Article ▸

There are of course enterprise tools for tracking software inventory. But these tools can be expensive and complex, or could have access limited to specific groups or individuals in your organization. Fortunately PowerShell can help with some of the leg work in analyzing the software on your systems in order to help drive your planning and incident response.
Sometimes you also need to take things further than simply listing installed software. Acquiring details on things like services or startup apps, file shares, or even open ports can be important to fully answering your business questions.
Identifying installed software
In theory retrieving a list of installed software is a straightforward proposition. Using the Get-WmiObject cmdlet to query the Win32_Product class does produce a list of installed software, but in many cases you’ll find this list to be incomplete. A better alternative is the Get-Package cmdlet, which offers several handy capabilities.
Running Get-Package with no parameters will return a list of installed software including Windows updates, which is likely more detail than you’re after. To focus just on installed applications you’ll want to exclude packages based on the MSU (Microsoft Update) provider type by using Get-Package -ProviderName Programs, MSI. Get-Package gives you the software name and version by default, as well as a couple other fields you probably don’t care about, with additional fields hidden by default. Other key fields you may care about include the FullPath property, denoting where the application is installed, and the FromTrustedSource flag, which indicates whether the software was installed from a software repository that is trusted by the enterprise.
There are a few useful bits of data that aren’t easily available using Get-Package, but they are sometimes accessible if you are willing to dig below the surface a little bit. The SwidTagText property contains XML data which includes information like a help telephone number for the software, a reference URL, and even the install date. Accessing these attributes requires a little bit of gymnastics, but here’s how you can make it work:
Get-Package -ProviderName Programs, MSI | ForEach-Object {
$xml = [xml]$_.SwidTagText
$meta = $xml.SoftwareIdentity.Meta
$_ | Add-Member -MemberType NoteProperty -Name HelpTelephone -Value $meta.HelpTelephone -PassThru
$_ | Add-Member -MemberType NoteProperty -Name UrlInfoAbout -Value $meta.UrlInfoAbout -PassThru
} | Format-Table Name, Version, HelpTelephone, UrlInfoAbout -AutoSize
There’s quite a bit going on here, so let’s break down what’s happening.

Entries ▸
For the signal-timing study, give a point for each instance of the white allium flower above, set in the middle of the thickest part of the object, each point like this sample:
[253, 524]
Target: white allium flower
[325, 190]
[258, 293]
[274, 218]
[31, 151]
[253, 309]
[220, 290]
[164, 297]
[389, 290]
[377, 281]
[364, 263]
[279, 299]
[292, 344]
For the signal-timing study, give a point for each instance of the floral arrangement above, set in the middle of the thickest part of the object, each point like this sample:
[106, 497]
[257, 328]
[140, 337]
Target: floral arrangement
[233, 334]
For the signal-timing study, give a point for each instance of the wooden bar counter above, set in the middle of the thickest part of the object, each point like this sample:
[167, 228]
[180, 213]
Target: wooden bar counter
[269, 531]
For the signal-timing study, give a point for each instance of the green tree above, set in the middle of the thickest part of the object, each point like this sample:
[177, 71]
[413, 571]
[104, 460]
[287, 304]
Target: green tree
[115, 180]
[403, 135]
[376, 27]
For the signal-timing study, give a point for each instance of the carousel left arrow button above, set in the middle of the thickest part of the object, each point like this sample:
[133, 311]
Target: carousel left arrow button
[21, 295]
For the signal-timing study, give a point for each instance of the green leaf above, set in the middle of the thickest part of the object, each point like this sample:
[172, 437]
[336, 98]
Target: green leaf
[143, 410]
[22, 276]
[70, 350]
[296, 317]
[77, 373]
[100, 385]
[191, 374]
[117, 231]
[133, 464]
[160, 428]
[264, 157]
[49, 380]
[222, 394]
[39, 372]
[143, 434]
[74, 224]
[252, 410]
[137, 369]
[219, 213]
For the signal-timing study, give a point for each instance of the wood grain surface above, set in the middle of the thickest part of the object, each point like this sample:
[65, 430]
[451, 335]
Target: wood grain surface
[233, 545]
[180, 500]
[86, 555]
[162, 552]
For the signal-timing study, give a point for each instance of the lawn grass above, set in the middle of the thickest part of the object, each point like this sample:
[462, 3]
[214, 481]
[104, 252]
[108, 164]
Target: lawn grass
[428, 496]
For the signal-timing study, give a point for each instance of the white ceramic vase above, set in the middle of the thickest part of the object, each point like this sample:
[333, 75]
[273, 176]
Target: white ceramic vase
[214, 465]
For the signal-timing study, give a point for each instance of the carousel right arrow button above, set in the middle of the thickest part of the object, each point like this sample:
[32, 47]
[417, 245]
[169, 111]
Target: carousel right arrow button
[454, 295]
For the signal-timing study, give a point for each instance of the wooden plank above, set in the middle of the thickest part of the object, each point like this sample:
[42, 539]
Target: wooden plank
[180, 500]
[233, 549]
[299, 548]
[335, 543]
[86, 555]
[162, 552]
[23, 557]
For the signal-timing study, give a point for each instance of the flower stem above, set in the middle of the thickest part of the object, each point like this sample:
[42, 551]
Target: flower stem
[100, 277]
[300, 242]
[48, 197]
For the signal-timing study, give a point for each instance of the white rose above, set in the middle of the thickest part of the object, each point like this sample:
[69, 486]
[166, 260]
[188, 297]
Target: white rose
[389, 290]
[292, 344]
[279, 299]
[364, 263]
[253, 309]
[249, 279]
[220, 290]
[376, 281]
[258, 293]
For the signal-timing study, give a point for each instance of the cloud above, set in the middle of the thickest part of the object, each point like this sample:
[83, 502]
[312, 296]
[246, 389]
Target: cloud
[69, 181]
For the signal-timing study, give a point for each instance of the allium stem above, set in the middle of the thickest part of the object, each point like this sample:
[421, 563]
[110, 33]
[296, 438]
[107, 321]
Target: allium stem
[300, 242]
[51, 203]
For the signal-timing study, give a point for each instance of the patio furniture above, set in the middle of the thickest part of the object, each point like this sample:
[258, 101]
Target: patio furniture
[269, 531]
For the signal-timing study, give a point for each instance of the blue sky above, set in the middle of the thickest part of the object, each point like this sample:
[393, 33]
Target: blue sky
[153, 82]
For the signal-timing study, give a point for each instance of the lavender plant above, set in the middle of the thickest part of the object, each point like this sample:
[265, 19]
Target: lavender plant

What this task involves ▸
From the PowerShell software inventory text, write out the passage starting with "There are a" and going on through "down what’s happening.", word for word.

Response for this exercise ▸
There are a few useful bits of data that aren’t easily available using Get-Package, but they are sometimes accessible if you are willing to dig below the surface a little bit. The SwidTagText property contains XML data which includes information like a help telephone number for the software, a reference URL, and even the install date. Accessing these attributes requires a little bit of gymnastics, but here’s how you can make it work:
Get-Package -ProviderName Programs, MSI | ForEach-Object {
$xml = [xml]$_.SwidTagText
$meta = $xml.SoftwareIdentity.Meta
$_ | Add-Member -MemberType NoteProperty -Name HelpTelephone -Value $meta.HelpTelephone -PassThru
$_ | Add-Member -MemberType NoteProperty -Name UrlInfoAbout -Value $meta.UrlInfoAbout -PassThru
} | Format-Table Name, Version, HelpTelephone, UrlInfoAbout -AutoSize
There’s quite a bit going on here, so let’s break down what’s happening.